O presidente eleito Jair Bolsonaro (PSL) errou ao mencionar critérios do cálculo do desemprego desenvolvido pelo Instituto Brasileiro de Geografia e Estatística (IBGE). Em entrevista à Band TV na segunda-feira (5), afirmou que quer rever a fórmula porque a considera uma "fraude".
— Vou querer que a metodologia para dar o número de desempregados seja alterada no Brasil, porque isso daí é uma farsa. Quem, por exemplo, recebe Bolsa Família é tido como empregado. Quem não procura emprego há mais de um ano é tido como empregado. Quem recebe seguro-desemprego é tido como empregado. Nós temos que ter realmente uma taxa, não de desempregados, uma taxa de empregados no Brasil — declarou Bolsonaro.
Para especialistas, o futuro presidente demonstrou desconhecimento. Isso porque nem quem recebe Bolsa Família, nem quem deixou de procurar emprego há mais de um ano ou quem ganha seguro-desemprego aparece como "empregado" nos dados divulgados pelo IBGE.
Diferente do que afirmou Bolsonaro, a definição do critério das pessoas incluídas nas realidades mencionadas depende da atividade de cada uma. Se estiver em um trabalho — mesmo que informal —, será considerada ocupada. Se estiver à procura de emprego, aparecerá como desempregada. O IBGE também já calcula uma "taxa de empregados".
— Foi uma declaração bastante infeliz, demonstrando total desconhecimento das estatísticas básicas sobre o mercado de trabalho brasileiro — disse Giácomo Balbinotto Neto, professor de Economia do Trabalho da UFRGS.
Mensalmente, as estatísticas sobre o mercado de trabalho são divulgadas na Pesquisa Nacional por Amostra de Domicílios Contínua (Pnad Contínua). De acordo com o IBGE, os dados são coletados em 210 mil residências de 3,5 mil municípios das cinco regiões do país. Iniciada em janeiro de 2012, a série histórica substituiu a Pesquisa Mensal de Emprego (PME), que era menos abrangente.
Especialista em mercado de trabalho, a economista do Departamento Intersindical de Estatística e Estudos Socioeconômicos (Dieese) Lucia Garcia, que durante 25 anos participou da Pesquisa de Emprego e Desemprego (PED) da Região Metropolitana, realizada em conjunto com Fundação de Economia e Estatística (FEE), sublinha que o método usado pelo IBGE segue recomendação da Organização Internacional do Trabalho (OIT). Por isso, os índices podem ser comparados com os de outros países.
★ ★ ★ ★ ★
Requisito 1 – Segundo a reportagem sobre o cálculo do desemprego, em quantas residências o IBGE coleta os dados da Pnad Contínua?
Requisito 2 – Reproduza fielmente a passagem da reportagem sobre o cálculo do desemprego que começa nas palavras "O presidente eleito" e vai até "Brasil — declarou Bolsonaro.", inclusive.
Requisito 3 – Dê continuidade à reportagem sobre o cálculo do desemprego a partir da última frase apresentada.
Os registros que vêm a seguir formam um material independente da reportagem sobre o cálculo do desemprego.

[Exemplos de rotulagem de pontos]
★ ★ ★ ★ ★
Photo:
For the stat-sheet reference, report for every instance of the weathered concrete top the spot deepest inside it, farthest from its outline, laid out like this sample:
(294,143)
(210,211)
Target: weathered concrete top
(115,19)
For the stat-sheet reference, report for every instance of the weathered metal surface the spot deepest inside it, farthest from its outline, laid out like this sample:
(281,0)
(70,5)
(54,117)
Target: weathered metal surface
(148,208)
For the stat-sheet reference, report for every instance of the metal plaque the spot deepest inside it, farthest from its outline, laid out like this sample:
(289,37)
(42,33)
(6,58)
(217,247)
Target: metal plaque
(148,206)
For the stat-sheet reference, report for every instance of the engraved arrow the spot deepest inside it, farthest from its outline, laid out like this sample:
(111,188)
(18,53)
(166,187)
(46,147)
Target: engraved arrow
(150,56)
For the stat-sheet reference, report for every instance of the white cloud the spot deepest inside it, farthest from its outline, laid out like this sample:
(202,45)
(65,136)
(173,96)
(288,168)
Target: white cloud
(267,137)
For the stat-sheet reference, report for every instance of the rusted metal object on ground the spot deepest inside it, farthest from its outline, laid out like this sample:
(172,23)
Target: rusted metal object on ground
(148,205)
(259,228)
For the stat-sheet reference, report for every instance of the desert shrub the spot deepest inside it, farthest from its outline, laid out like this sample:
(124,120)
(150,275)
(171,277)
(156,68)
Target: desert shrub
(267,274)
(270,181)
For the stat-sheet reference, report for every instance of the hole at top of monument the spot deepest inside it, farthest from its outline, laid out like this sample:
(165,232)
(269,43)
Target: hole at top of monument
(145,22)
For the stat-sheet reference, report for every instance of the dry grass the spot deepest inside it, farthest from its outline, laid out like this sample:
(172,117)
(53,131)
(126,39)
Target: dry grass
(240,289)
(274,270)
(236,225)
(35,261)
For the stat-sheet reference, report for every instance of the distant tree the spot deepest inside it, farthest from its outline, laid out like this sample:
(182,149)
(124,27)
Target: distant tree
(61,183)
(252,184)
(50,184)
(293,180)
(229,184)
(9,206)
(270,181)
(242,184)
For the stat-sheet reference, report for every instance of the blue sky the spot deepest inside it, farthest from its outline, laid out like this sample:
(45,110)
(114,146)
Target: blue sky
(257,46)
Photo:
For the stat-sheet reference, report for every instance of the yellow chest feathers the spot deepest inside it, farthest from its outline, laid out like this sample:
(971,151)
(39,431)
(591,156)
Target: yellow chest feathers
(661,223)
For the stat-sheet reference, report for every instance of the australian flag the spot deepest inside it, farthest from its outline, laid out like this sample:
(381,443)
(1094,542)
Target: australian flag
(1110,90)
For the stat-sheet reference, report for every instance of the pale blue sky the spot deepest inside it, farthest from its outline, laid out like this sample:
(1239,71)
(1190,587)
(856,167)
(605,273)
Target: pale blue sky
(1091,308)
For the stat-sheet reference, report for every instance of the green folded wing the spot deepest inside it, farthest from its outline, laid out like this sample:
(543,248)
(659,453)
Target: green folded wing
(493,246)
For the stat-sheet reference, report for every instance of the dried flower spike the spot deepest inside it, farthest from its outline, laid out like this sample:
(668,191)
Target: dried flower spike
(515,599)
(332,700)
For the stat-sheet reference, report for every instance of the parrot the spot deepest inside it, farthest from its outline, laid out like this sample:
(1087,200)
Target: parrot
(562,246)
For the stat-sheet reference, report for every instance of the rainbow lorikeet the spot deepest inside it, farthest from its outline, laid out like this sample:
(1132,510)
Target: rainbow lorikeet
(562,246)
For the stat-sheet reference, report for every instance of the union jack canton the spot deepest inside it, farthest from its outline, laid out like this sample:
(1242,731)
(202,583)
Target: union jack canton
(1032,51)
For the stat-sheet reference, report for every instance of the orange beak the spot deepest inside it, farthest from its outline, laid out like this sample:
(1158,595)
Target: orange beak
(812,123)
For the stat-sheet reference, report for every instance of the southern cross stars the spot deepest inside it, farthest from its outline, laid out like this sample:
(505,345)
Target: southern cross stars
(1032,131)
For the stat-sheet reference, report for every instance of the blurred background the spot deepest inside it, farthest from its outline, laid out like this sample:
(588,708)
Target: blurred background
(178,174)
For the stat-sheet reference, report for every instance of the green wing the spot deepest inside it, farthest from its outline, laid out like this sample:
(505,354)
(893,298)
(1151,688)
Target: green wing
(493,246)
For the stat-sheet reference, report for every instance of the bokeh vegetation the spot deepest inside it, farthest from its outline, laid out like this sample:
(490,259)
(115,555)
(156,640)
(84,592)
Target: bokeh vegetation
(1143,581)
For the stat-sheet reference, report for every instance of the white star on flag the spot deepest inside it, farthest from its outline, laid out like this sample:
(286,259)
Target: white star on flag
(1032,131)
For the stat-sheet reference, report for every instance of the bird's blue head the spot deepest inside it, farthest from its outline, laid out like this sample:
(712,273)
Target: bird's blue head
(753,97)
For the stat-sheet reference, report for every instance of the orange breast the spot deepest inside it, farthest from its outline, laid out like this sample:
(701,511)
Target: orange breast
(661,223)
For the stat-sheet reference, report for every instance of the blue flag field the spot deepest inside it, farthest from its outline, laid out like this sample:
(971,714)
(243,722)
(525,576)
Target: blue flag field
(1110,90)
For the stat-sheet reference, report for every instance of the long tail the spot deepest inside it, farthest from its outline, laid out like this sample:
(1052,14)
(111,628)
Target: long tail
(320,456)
★ ★ ★ ★ ★
Resposta da tarefa 1 – Em 210 mil residências, de 3,5 mil municípios das cinco regiões do país.

Resposta da tarefa 2 –
O presidente eleito Jair Bolsonaro (PSL) errou ao mencionar critérios do cálculo do desemprego desenvolvido pelo Instituto Brasileiro de Geografia e Estatística (IBGE). Em entrevista à Band TV na segunda-feira (5), afirmou que quer rever a fórmula porque a considera uma "fraude".
— Vou querer que a metodologia para dar o número de desempregados seja alterada no Brasil, porque isso daí é uma farsa. Quem, por exemplo, recebe Bolsa Família é tido como empregado. Quem não procura emprego há mais de um ano é tido como empregado. Quem recebe seguro-desemprego é tido como empregado. Nós temos que ter realmente uma taxa, não de desempregados, uma taxa de empregados no Brasil — declarou Bolsonaro.

Resposta da tarefa 3 –
— O IBGE é um órgão que segue estritamente as recomendações da OIT, sem nenhuma ousardia maior. Tenho impressão que o presidente está muito confuso e mal assessorado — afirmou Lucia.
Em nota à imprensa, a ASSIBGE pontua que "o IBGE segue padrões metodológicos internacionais em suas pesquisas, com a finalidade de que as estatísticas brasileiras sejam comparáveis às dos demais países do mundo", que "o IBGE é reconhecido nacional e internacionalmente pela qualidade do seu quadro técnico e pela credibilidade das suas informações" e que "dentre os princípios que regem seu funcionamento estão a independência política e a autonomia técnica na definição de suas metodologias".
No final da noite desta terça-feira (6), o IBGE divulgou uma nota na qual explicou e defendeu a sua metodologia.
"(A PNAD Contínua) Trata-se de uma das pesquisas mais avançadas do mundo, que segue as recomendações dos organismos de cooperação internacional, em especial a Organização Internacional do Trabalho (OIT)", afirma a nota. Confira a íntegra ao final do texto.
Entenda os termos:
Pessoas ocupadas
São as pessoas que tinham um trabalho na semana da pesquisa.
Pessoas desocupadas
São as pessoas que não tinham um trabalho na semana da pesquisa e que tomaram alguma providência para procurar em trabalho. Ou seja, querem retornar ao mercado de trabalho e relatam os seus esforços para se reinserirem.
Pessoas não economicamente ativas
São as pessoas que não foram classificadas como ocupadas, nem desocupadas, na semana da pesquisa. Nesse universo, estão estudantes, desalentados (pessoas que desistiram de procurar um emprego), inativos, presos, idosos e inválidos física ou mentalmente.
Confira a nota do IBGE na íntegra:
A Pesquisa Nacional por Amostra de Domicílios Contínua (PNAD Contínua) do IBGE investiga as condições do mercado de trabalho do país a partir de uma amostra com mais de 210 mil domicílios, distribuídos por cerca de 3.500 municípios. Esta amostra é visitada, a cada trimestre, por cerca de 2 mil agentes de pesquisa. A PNAD Contínua levanta informações cruciais sobre os trabalhadores do país, inclusive aqueles sem vínculo de trabalho formal. Trata-se de uma das pesquisas mais avançadas do mundo, que segue as recomendações dos organismos de cooperação internacional, em especial a Organização Internacional do Trabalho (OIT). Desde 2012, sua coleta está totalmente digitalizada.
A PNAD Contínua também monitora o número de pessoas desocupadas no país, isto é, aquelas que não têm emprego e estão em busca de uma ocupação: em setembro deste ano, o Brasil tinha 12,5 milhões de pessoas nessa condição. Além disso, também são investigadas as diversas formas de subutilização da força de trabalho, um universo com mais de 27 milhões de pessoas em diferentes situações precárias, incluindo os subocupados por insuficiência de horas trabalhadas e, ainda, aqueles que necessitam e gostariam de poder buscar um emprego, mas não conseguem, por terem que cuidar de crianças ou de pessoas idosas, por exemplo. Sem mencionar os chamados desalentados, aqueles que desistiram de buscar uma ocupação. Em setembro último, o país tinha 4,8 milhões de pessoas nessa condição.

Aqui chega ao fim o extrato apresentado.